▶ **THE TASK**: Reproduce each of the following records word for word, without changing or leaving out anything.

(Some records)

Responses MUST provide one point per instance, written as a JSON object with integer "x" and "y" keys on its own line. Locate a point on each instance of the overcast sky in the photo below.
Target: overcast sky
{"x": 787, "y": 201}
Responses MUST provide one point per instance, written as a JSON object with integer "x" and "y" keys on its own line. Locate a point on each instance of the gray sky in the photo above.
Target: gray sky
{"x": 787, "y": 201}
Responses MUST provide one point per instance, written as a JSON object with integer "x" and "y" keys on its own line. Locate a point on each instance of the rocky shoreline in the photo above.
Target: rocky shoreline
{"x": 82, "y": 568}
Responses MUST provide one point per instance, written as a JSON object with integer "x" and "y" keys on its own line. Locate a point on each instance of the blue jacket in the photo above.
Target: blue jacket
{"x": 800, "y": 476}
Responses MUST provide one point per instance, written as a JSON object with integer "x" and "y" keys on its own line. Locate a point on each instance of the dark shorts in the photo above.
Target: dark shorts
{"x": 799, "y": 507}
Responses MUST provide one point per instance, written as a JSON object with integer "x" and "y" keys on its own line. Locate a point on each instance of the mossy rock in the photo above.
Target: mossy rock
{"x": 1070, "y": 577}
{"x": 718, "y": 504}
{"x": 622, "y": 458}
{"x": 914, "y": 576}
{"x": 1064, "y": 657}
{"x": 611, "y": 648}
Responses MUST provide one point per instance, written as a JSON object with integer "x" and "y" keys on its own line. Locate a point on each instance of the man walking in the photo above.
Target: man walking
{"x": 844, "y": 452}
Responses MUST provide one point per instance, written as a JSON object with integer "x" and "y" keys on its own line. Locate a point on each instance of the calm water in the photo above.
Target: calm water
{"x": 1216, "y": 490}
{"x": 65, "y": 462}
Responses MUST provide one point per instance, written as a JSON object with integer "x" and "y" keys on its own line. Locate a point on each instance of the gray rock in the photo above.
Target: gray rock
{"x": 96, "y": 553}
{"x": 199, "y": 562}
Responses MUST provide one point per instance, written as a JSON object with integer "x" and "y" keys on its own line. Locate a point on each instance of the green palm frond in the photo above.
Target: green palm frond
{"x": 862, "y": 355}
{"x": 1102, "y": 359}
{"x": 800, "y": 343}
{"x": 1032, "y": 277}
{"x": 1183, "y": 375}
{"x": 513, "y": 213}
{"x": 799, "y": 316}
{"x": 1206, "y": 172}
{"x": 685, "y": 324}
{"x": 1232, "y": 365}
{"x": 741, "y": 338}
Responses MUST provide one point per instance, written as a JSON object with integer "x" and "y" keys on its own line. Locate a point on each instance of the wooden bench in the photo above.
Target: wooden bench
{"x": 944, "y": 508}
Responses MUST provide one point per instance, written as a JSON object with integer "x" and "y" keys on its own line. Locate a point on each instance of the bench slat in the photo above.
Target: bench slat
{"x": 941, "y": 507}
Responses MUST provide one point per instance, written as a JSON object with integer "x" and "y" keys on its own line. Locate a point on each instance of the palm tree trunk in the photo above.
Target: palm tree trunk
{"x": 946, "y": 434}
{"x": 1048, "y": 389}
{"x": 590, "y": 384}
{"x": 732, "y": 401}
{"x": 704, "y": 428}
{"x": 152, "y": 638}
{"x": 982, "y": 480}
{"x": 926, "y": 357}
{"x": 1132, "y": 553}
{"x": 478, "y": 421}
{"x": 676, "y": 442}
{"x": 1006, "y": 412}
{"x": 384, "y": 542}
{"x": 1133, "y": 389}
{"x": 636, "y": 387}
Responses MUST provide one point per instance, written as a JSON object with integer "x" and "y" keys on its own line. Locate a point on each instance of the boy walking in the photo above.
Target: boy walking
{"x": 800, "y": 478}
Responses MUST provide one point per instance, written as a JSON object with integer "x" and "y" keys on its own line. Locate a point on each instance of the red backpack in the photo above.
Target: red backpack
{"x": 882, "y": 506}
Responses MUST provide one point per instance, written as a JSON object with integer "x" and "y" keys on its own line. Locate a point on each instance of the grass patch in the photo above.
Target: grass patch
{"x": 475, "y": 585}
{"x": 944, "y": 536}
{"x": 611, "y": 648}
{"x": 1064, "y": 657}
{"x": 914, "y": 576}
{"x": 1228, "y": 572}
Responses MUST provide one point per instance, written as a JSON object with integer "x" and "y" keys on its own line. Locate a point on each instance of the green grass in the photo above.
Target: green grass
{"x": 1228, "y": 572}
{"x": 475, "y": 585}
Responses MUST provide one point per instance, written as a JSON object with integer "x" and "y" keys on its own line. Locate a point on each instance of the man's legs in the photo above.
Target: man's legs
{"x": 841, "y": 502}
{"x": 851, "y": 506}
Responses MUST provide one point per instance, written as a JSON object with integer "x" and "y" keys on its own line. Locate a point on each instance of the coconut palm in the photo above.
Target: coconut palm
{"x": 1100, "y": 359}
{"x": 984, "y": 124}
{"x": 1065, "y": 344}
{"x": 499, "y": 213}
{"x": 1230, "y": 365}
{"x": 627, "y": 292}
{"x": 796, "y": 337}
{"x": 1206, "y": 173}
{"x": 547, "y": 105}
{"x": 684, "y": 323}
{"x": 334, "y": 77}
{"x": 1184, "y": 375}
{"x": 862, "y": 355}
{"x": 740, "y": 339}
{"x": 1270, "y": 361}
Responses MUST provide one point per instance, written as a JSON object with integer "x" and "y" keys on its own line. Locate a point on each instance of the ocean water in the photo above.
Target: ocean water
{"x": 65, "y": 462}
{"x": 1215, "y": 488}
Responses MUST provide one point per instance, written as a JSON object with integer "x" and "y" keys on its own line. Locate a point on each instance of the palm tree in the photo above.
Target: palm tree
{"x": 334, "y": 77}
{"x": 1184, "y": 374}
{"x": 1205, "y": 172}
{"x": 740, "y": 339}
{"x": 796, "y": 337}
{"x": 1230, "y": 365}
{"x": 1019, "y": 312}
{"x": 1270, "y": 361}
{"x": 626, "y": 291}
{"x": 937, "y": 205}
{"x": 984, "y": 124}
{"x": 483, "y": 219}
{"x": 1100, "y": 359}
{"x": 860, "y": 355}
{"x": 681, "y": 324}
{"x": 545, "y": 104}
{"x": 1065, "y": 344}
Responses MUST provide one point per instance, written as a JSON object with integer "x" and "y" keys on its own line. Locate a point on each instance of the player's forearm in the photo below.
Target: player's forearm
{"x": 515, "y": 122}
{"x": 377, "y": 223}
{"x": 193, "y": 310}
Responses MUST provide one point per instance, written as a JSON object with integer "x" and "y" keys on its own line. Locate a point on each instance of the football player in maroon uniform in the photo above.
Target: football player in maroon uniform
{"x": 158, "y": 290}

▶ **SOLVED EXERCISE**:
Responses MUST provide one point per instance, written as a JSON object with integer "x" and "y" keys on its own line. Locate a point on each instance of the overcast sky in the photo below.
Target: overcast sky
{"x": 787, "y": 201}
Responses MUST provide one point per instance, written as a JSON object with integer "x" and "y" keys on its own line. Locate a point on each instance of the gray sky in the photo above.
Target: gray sky
{"x": 787, "y": 201}
Responses MUST provide one point per instance, written as a JSON object with integer "x" and "y" keys on its own line. Locate a point on each instance of the rocky shoreline in the photo above.
Target: rocky shoreline
{"x": 82, "y": 568}
Responses MUST provide one point per instance, written as a JSON object with integer "x" and "y" keys on its own line. Locate a point on each instance of the blue jacket in the photo above.
Target: blue jacket
{"x": 800, "y": 476}
Responses MUST provide one point per instance, written as a JSON object with integer "x" and "y" keys on its own line. Locate a point on each instance of the dark shorts in the photo above.
Target: dark shorts
{"x": 799, "y": 507}
Responses MUST provide one point per instance, written as a JSON object with integer "x" and "y" keys on its own line. Locate a point on each instance of the mossy rock in the photo above.
Target: mossy rock
{"x": 1070, "y": 577}
{"x": 718, "y": 504}
{"x": 622, "y": 458}
{"x": 914, "y": 576}
{"x": 1064, "y": 657}
{"x": 611, "y": 648}
Responses MUST provide one point per instance, written as a JSON object with integer "x" and "y" keys on its own line. Locate a point on each instance of the man walking in the photo above.
Target: man walking
{"x": 844, "y": 452}
Responses MUST provide one point per instance, written as a JSON object with integer "x" and "y" keys on its own line. Locate a point on each instance of the calm water in the photo above.
Target: calm water
{"x": 1216, "y": 490}
{"x": 65, "y": 462}
Responses MUST provide one point per instance, written as a JSON object with integer "x" and "y" keys on its own line. Locate a point on each instance of the gray rock in the photo above.
Target: gray rock
{"x": 96, "y": 553}
{"x": 199, "y": 562}
Responses MUST provide one point per instance, written as a JSON object with integer "x" and "y" keys on its own line. Locate a point on each instance of the green palm frond in the photo above.
Target: green palm frond
{"x": 862, "y": 355}
{"x": 1102, "y": 359}
{"x": 800, "y": 343}
{"x": 1032, "y": 277}
{"x": 1183, "y": 375}
{"x": 513, "y": 213}
{"x": 799, "y": 316}
{"x": 1206, "y": 172}
{"x": 685, "y": 324}
{"x": 1232, "y": 365}
{"x": 741, "y": 338}
Responses MUST provide one point per instance, written as a JSON object with integer "x" and "y" keys on its own line. Locate a point on each instance of the wooden bench in the photo above.
Target: wooden bench
{"x": 944, "y": 508}
Responses MUST provide one point per instance, written as a JSON object with integer "x" and "y" keys on its own line. Locate a point on each instance of the bench slat in the photo above.
Target: bench slat
{"x": 941, "y": 507}
Responses MUST provide one point per instance, written as a JSON object with integer "x" and "y" keys on its own line. Locate a point on each instance of the palm tree trunk in the photo above.
Target: palm tree trunk
{"x": 946, "y": 434}
{"x": 1048, "y": 389}
{"x": 590, "y": 384}
{"x": 732, "y": 401}
{"x": 704, "y": 428}
{"x": 152, "y": 638}
{"x": 982, "y": 480}
{"x": 926, "y": 357}
{"x": 1132, "y": 553}
{"x": 478, "y": 421}
{"x": 676, "y": 442}
{"x": 1006, "y": 412}
{"x": 384, "y": 542}
{"x": 1133, "y": 389}
{"x": 636, "y": 387}
Responses MUST provide one point per instance, written as a JSON object with integer "x" and "y" keys on its own line. Locate a point on each instance of the boy walking in the photo above.
Target: boy walking
{"x": 800, "y": 478}
Responses MUST provide one point per instance, written as a JSON object with integer "x" and "y" keys on its own line. Locate a point on each instance of the red backpack in the photo above.
Target: red backpack
{"x": 882, "y": 506}
Responses MUST provide one point per instance, written as a JSON object with integer "x" and "y" keys on its own line. Locate a point on each instance of the grass patch in the photo above.
Target: grass patch
{"x": 475, "y": 585}
{"x": 944, "y": 536}
{"x": 611, "y": 648}
{"x": 1064, "y": 657}
{"x": 914, "y": 576}
{"x": 1228, "y": 572}
Responses MUST provide one point per instance, written as a JSON object with integer "x" and "y" keys on its own line. Locate a point on each instance of the green grass in the photo above.
Target: green grass
{"x": 1228, "y": 572}
{"x": 475, "y": 585}
Responses MUST provide one point per instance, written as a JSON object with integer "x" and "y" keys on its own line. Locate a point on each instance of the man's legs in the photo above.
Target: man's legs
{"x": 841, "y": 502}
{"x": 851, "y": 506}
Responses MUST provide one point per instance, written as a JSON object with integer "x" and "y" keys on its own line. Locate a point on each instance of the coconut palm in the photo above.
Target: coconut palm
{"x": 1100, "y": 359}
{"x": 984, "y": 124}
{"x": 1065, "y": 344}
{"x": 499, "y": 213}
{"x": 1230, "y": 365}
{"x": 627, "y": 292}
{"x": 796, "y": 337}
{"x": 1206, "y": 173}
{"x": 547, "y": 105}
{"x": 684, "y": 323}
{"x": 334, "y": 77}
{"x": 1184, "y": 375}
{"x": 862, "y": 355}
{"x": 740, "y": 339}
{"x": 1270, "y": 361}
Responses MUST provide one point per instance, written as a JSON object with integer "x" and "y" keys on its own line. Locate a point on each instance of the ocean water in the photo above.
Target: ocean water
{"x": 65, "y": 462}
{"x": 1215, "y": 488}
Responses MUST provide one point per instance, written as a JSON object with integer "x" and "y" keys on its own line. Locate a point on each instance of the palm tree in the photo above.
Target: palm tree
{"x": 334, "y": 77}
{"x": 1184, "y": 374}
{"x": 1205, "y": 172}
{"x": 740, "y": 339}
{"x": 796, "y": 337}
{"x": 1230, "y": 365}
{"x": 1019, "y": 312}
{"x": 1270, "y": 361}
{"x": 626, "y": 291}
{"x": 937, "y": 205}
{"x": 984, "y": 124}
{"x": 483, "y": 219}
{"x": 1100, "y": 359}
{"x": 860, "y": 355}
{"x": 681, "y": 324}
{"x": 545, "y": 104}
{"x": 1065, "y": 344}
Responses MUST provide one point per instance, written as a JSON object with integer "x" and "y" keys on its own line. Locate a point on each instance of the player's forearm in the photo below.
Target: player's forearm
{"x": 515, "y": 122}
{"x": 377, "y": 223}
{"x": 193, "y": 310}
Responses MUST provide one point per instance, written as a JSON object with integer "x" and "y" keys on its own line. Locate a point on each instance of the football player in maroon uniform in the photo above.
Target: football player in maroon uniform
{"x": 158, "y": 290}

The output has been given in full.